:: UIT TE VOEREN ::
Geef het gedeelte vanaf de regel met "Pick out the cluster" tot en met de laatste regel weer als een JSON-lijst van strings, met één string per regel en zonder lege regels.

Regels met puntplaatsingen:
____
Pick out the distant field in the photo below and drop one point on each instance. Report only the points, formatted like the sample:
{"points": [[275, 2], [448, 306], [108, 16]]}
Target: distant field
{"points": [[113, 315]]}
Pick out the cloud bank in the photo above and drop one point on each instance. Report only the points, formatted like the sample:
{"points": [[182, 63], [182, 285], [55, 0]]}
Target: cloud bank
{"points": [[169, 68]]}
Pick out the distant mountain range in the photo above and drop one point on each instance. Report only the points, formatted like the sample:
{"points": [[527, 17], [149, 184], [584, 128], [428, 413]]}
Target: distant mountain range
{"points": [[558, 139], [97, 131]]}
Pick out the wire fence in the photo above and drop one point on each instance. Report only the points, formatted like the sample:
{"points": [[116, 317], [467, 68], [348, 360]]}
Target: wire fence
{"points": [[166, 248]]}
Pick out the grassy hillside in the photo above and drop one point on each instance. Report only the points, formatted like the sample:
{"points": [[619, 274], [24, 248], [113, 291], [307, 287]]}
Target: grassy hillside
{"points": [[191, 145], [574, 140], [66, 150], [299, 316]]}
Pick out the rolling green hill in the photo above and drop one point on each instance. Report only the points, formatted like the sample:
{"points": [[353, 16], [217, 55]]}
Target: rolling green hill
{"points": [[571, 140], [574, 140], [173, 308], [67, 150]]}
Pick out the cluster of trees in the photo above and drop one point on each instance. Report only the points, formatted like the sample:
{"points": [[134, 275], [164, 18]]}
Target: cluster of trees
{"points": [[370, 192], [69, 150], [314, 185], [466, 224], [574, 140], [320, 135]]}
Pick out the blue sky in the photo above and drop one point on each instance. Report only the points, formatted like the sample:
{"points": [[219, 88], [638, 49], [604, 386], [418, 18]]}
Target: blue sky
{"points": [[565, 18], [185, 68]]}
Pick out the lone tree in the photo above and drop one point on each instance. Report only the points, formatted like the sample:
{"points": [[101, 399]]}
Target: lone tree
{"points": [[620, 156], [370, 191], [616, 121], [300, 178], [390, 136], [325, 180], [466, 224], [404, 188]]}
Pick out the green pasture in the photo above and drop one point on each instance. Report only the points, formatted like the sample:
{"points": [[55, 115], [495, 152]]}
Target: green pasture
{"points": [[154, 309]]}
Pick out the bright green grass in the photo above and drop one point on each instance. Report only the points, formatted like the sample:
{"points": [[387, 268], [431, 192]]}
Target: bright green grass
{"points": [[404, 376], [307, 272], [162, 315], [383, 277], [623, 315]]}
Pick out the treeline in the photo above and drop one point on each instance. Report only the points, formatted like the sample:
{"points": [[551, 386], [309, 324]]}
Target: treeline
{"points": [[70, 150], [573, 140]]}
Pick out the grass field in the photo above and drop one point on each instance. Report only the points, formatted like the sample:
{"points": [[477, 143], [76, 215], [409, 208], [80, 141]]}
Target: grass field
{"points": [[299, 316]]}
____
:: JUISTE UITVOER ::
[
  "Pick out the cluster of trees in the photo above and drop one point on each instance. Report only the points, formatted like the sample:",
  "{\"points\": [[134, 275], [164, 18]]}",
  "Target: cluster of trees",
  "{\"points\": [[370, 192], [69, 150], [314, 185], [466, 224], [574, 140], [320, 135]]}",
  "Pick out the blue sky in the photo above and drop one point on each instance. Report only the points, formatted like the sample:",
  "{\"points\": [[219, 88], [638, 49], [604, 386], [418, 18]]}",
  "Target: blue sky",
  "{\"points\": [[565, 18], [185, 68]]}",
  "Pick out the lone tree in the photo above and drop one point on each instance. Report only the points, formatted like the sample:",
  "{\"points\": [[101, 399]]}",
  "Target: lone tree",
  "{\"points\": [[620, 156], [370, 191], [616, 121], [300, 178], [390, 136], [325, 180], [466, 224], [404, 188]]}",
  "Pick out the green pasture in the photo above and drop one point on each instance. Report only the points, formatted like the sample:",
  "{\"points\": [[55, 115], [495, 152]]}",
  "Target: green pasture",
  "{\"points\": [[154, 309]]}",
  "Pick out the bright green grass in the photo above and drop one point on each instance. Report only the points, formatted like the sample:",
  "{\"points\": [[387, 268], [431, 192]]}",
  "Target: bright green grass",
  "{\"points\": [[404, 376], [307, 272], [162, 315], [383, 277], [623, 315]]}",
  "Pick out the treeline in the photo above and drop one point on each instance. Report only the points, formatted like the sample:",
  "{\"points\": [[551, 386], [309, 324]]}",
  "Target: treeline",
  "{\"points\": [[70, 150], [573, 140]]}",
  "Pick out the grass field in the photo above and drop one point on each instance. Report only the points, formatted like the sample:",
  "{\"points\": [[477, 143], [76, 215], [409, 208], [80, 141]]}",
  "Target: grass field",
  "{\"points\": [[299, 316]]}"
]